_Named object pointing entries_
[BEGIN]
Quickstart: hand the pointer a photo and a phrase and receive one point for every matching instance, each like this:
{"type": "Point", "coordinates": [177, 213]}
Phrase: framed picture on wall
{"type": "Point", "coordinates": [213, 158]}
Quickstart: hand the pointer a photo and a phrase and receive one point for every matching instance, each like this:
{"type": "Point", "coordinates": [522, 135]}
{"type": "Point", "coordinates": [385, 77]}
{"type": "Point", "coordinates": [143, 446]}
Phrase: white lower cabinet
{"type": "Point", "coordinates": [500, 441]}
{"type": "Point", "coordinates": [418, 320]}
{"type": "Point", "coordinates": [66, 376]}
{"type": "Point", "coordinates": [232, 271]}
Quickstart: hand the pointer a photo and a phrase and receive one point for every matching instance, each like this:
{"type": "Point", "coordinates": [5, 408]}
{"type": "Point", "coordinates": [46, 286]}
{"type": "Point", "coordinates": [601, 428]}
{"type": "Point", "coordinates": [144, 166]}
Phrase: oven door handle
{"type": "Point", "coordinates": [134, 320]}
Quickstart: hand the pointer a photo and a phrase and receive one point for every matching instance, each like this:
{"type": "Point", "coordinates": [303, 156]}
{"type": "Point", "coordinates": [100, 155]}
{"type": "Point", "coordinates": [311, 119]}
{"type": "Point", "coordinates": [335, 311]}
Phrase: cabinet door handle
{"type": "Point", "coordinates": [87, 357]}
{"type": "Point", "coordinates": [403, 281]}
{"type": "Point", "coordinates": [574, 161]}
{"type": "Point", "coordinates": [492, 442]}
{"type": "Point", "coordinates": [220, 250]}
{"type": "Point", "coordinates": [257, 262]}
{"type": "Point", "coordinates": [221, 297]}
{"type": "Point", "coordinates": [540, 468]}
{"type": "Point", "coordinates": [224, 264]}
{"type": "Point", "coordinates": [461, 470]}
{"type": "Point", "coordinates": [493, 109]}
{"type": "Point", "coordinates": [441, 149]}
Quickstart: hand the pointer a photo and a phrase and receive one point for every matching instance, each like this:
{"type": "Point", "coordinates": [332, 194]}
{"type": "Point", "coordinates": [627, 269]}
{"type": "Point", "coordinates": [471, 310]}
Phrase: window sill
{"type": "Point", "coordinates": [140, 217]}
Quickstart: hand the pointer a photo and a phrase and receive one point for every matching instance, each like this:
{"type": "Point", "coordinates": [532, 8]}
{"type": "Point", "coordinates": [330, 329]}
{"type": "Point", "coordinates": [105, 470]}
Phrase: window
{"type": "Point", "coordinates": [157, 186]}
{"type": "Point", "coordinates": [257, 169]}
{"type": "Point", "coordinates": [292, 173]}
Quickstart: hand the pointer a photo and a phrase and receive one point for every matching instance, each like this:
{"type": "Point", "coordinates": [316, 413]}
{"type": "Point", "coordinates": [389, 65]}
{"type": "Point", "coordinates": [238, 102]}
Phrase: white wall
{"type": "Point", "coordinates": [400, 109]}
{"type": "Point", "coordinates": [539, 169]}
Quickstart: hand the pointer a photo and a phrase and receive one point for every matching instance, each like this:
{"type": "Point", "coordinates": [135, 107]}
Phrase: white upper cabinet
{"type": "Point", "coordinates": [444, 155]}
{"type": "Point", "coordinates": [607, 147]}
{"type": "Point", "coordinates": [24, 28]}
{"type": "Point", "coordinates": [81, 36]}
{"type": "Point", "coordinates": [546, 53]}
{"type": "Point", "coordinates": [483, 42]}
[END]
_What is being asked_
Output the records exactly, including every line.

_Answer to the problem_
Quickstart: hand the pointer a photo and a phrase and receive one point for every matching instance, each like this:
{"type": "Point", "coordinates": [177, 213]}
Phrase: framed picture on wall
{"type": "Point", "coordinates": [213, 158]}
Quickstart: hand the pointer a photo and a phrase and receive one point for every matching instance, each like this:
{"type": "Point", "coordinates": [522, 135]}
{"type": "Point", "coordinates": [385, 77]}
{"type": "Point", "coordinates": [143, 446]}
Phrase: white lower cabinet
{"type": "Point", "coordinates": [500, 441]}
{"type": "Point", "coordinates": [418, 320]}
{"type": "Point", "coordinates": [66, 376]}
{"type": "Point", "coordinates": [232, 271]}
Quickstart: hand the pointer a photo and a phrase and receive one point for every matching instance, each like this:
{"type": "Point", "coordinates": [5, 408]}
{"type": "Point", "coordinates": [46, 286]}
{"type": "Point", "coordinates": [601, 428]}
{"type": "Point", "coordinates": [144, 166]}
Phrase: oven door handle
{"type": "Point", "coordinates": [134, 320]}
Quickstart: hand the pointer a photo and a phrase and receive one point for every matching instance, each like this:
{"type": "Point", "coordinates": [303, 156]}
{"type": "Point", "coordinates": [100, 155]}
{"type": "Point", "coordinates": [311, 119]}
{"type": "Point", "coordinates": [335, 311]}
Phrase: cabinet door handle
{"type": "Point", "coordinates": [87, 357]}
{"type": "Point", "coordinates": [403, 281]}
{"type": "Point", "coordinates": [574, 161]}
{"type": "Point", "coordinates": [492, 442]}
{"type": "Point", "coordinates": [220, 250]}
{"type": "Point", "coordinates": [257, 262]}
{"type": "Point", "coordinates": [221, 297]}
{"type": "Point", "coordinates": [540, 468]}
{"type": "Point", "coordinates": [224, 264]}
{"type": "Point", "coordinates": [461, 470]}
{"type": "Point", "coordinates": [493, 109]}
{"type": "Point", "coordinates": [441, 149]}
Quickstart: hand the pointer a photo and a phrase and receive one point for every matching instance, each like this:
{"type": "Point", "coordinates": [332, 194]}
{"type": "Point", "coordinates": [627, 269]}
{"type": "Point", "coordinates": [471, 310]}
Phrase: window sill
{"type": "Point", "coordinates": [140, 217]}
Quickstart: hand the pointer a photo and a phrase and receive one point for every matching instance, each like this:
{"type": "Point", "coordinates": [532, 8]}
{"type": "Point", "coordinates": [330, 329]}
{"type": "Point", "coordinates": [105, 470]}
Phrase: window
{"type": "Point", "coordinates": [157, 186]}
{"type": "Point", "coordinates": [257, 169]}
{"type": "Point", "coordinates": [292, 173]}
Quickstart: hand the pointer a photo and a phrase and receive one point for every matching instance, each like this:
{"type": "Point", "coordinates": [316, 413]}
{"type": "Point", "coordinates": [389, 65]}
{"type": "Point", "coordinates": [238, 102]}
Phrase: white wall
{"type": "Point", "coordinates": [400, 109]}
{"type": "Point", "coordinates": [539, 169]}
Quickstart: hand the pointer a photo and a phrase and receive one point for every matching instance, each like this:
{"type": "Point", "coordinates": [135, 107]}
Phrase: white upper cabinet
{"type": "Point", "coordinates": [444, 155]}
{"type": "Point", "coordinates": [607, 147]}
{"type": "Point", "coordinates": [24, 28]}
{"type": "Point", "coordinates": [81, 36]}
{"type": "Point", "coordinates": [546, 53]}
{"type": "Point", "coordinates": [483, 42]}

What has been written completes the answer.